Document segment:
○ ○ ○ ○
When the Belgian minister Désirée tried to join in, Zalkind told him to be quiet. Lenin agreed to put the matter to Sovnarkom, but this failed to stop Serbia’s Ambassador Spalajkovic pointing his finger a yard from Lenin’s face and shouting: ‘You are bandits; you dishonour the Slav race and I spit in your face!’ 55Noulens sprang up to calm things down but Zalkind said: ‘Forget it, forget it, Mr Ambassador, we like this brutality of expression better than diplomatic language!’ Negotiations were resumed that evening and Noulens visited Diamandy next day in his underground cell in the Peter-Paul Fortress. The food was foul and Diamandy had not been allowed a knife to cut it. But the final result was positive and Diamandy was released on condition that he speedily left the country. 56Zalkind made mischief by publicly implying that Francis had consented to Diamandy’s incarceration. 57The fragility of dealings between the Bolsheviks and the Western Allies was revealed all too clearly. Each side wanted more than the other was willing to concede. And the communist authorities were willing to risk rupturing relations with the Allied powers. They were pushing their luck while simultaneously dreading the prospect that one side or another in the Great War might somehow contrive to organize an invasion. Sovnarkom was minded to bite before being bitten even though its own teeth were worn down to the gums.
○ ○ ○ ○
Dataset extract:

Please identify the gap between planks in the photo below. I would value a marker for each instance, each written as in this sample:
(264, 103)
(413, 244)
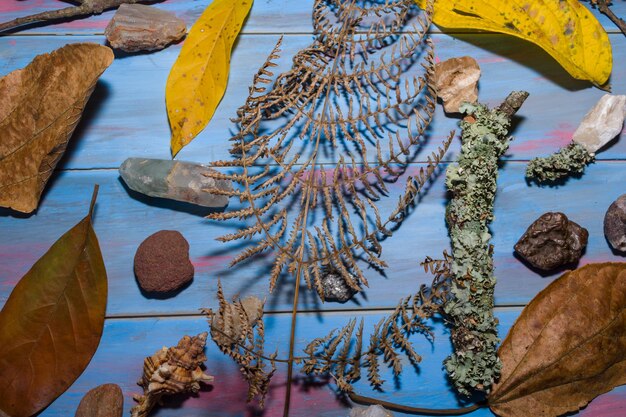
○ ○ ○ ○
The request:
Check each statement against the text on Diamandy's imprisonment, answering yes or no and quoting the text's deciding words: (a) Noulens went to see Diamandy in the Peter-Paul Fortress; (b) Diamandy was freed with no conditions attached; (c) Zalkind told the Belgian minister to be quiet.

Written solution:
(a) Yes: "Noulens visited Diamandy next day in his underground cell in the Peter-Paul Fortress."
(b) No: "Diamandy was released on condition that he speedily left the country."
(c) Yes: "When the Belgian minister Désirée tried to join in, Zalkind told him to be quiet."